Goal:
Rewrite the material from the line containing "white jersey in this photo." through the end of the material, requests included, shifting every coordinate in the answers by adding 64. Leave all other numbers as they are.

[Position identification records]
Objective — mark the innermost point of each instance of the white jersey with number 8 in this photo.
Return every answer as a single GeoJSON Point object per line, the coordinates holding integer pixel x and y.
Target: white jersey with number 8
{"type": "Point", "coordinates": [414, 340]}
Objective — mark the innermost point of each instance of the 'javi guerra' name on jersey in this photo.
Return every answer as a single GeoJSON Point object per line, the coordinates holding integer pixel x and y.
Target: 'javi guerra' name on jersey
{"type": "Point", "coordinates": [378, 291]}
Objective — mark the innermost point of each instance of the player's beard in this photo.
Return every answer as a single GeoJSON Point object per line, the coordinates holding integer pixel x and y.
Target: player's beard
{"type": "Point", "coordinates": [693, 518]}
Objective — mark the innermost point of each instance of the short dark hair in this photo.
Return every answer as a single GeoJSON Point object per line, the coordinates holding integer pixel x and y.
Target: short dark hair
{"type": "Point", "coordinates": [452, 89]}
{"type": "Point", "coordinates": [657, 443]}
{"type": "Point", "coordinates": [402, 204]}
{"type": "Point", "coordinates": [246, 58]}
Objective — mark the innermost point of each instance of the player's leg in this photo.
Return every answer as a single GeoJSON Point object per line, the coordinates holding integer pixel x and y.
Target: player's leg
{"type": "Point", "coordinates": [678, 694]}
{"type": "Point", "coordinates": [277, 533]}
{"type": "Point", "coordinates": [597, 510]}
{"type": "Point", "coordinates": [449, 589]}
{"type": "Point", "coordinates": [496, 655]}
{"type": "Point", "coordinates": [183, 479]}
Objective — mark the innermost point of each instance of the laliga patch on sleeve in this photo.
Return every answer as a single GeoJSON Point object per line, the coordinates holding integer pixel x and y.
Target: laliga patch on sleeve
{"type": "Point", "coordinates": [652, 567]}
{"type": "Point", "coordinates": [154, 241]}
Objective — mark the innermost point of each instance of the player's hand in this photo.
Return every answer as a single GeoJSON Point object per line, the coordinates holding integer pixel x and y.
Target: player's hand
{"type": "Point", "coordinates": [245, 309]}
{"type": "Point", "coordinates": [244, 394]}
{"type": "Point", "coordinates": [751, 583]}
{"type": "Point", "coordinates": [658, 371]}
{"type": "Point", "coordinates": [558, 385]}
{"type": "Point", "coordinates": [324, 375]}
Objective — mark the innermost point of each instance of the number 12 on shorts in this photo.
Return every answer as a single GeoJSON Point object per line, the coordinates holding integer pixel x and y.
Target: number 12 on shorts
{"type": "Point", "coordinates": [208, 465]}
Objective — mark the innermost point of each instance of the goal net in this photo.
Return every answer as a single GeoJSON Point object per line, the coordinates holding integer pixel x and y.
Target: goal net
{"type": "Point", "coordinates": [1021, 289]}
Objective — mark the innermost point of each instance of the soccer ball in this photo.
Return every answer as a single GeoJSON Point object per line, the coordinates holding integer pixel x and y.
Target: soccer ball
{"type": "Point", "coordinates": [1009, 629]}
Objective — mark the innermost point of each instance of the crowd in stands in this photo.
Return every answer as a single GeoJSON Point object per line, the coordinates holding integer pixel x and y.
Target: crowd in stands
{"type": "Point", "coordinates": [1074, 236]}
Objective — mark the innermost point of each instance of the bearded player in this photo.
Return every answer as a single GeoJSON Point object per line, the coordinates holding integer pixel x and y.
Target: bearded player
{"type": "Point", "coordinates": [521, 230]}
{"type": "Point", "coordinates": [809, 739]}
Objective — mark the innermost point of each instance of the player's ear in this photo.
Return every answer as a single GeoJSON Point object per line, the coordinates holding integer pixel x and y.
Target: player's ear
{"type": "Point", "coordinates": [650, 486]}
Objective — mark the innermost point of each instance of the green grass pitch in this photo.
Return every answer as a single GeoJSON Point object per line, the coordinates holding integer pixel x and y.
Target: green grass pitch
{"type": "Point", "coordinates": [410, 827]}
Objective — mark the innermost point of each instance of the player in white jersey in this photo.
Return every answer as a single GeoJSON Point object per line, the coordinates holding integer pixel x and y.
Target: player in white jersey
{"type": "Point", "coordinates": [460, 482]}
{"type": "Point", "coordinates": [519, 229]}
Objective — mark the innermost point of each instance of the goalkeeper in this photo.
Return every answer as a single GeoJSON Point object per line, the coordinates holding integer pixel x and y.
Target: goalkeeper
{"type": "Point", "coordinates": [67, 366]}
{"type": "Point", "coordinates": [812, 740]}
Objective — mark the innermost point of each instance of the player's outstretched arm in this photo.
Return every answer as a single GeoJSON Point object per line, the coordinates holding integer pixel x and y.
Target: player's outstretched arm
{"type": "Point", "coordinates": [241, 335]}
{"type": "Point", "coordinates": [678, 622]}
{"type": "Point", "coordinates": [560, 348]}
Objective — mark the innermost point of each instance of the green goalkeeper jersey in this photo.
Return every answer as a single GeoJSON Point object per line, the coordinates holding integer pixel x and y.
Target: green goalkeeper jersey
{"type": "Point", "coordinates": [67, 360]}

Expected output:
Objective — mark the innermost point of each instance of the player in white jersey in this photo.
Return every answer as a single GeoJSON Point object per line, the coordinates holding integer pixel x and y.
Target: player in white jersey
{"type": "Point", "coordinates": [524, 546]}
{"type": "Point", "coordinates": [583, 293]}
Objective — mark the innermost point of each instance of the goalkeeper in this photo.
Return every answer as a single GeoJSON Point object per line, the coordinates holding integer pixel x and y.
Target: goalkeeper
{"type": "Point", "coordinates": [131, 430]}
{"type": "Point", "coordinates": [876, 804]}
Objective — mark the innermost point of each instance of the player's outstretched arm in this photo.
Return every answer as a single GeoJSON Point object per line, the coordinates holding integer pixel x and y.
Target: player's outstretched arm
{"type": "Point", "coordinates": [305, 399]}
{"type": "Point", "coordinates": [742, 686]}
{"type": "Point", "coordinates": [624, 412]}
Objective — mark the innermost point of each instance of the green goalkeeper jersey in this photo.
Return every answer as a single GeoJSON Point object per line, the coordinates holding integer pixel x and y.
Target: green goalkeeper jersey
{"type": "Point", "coordinates": [131, 424]}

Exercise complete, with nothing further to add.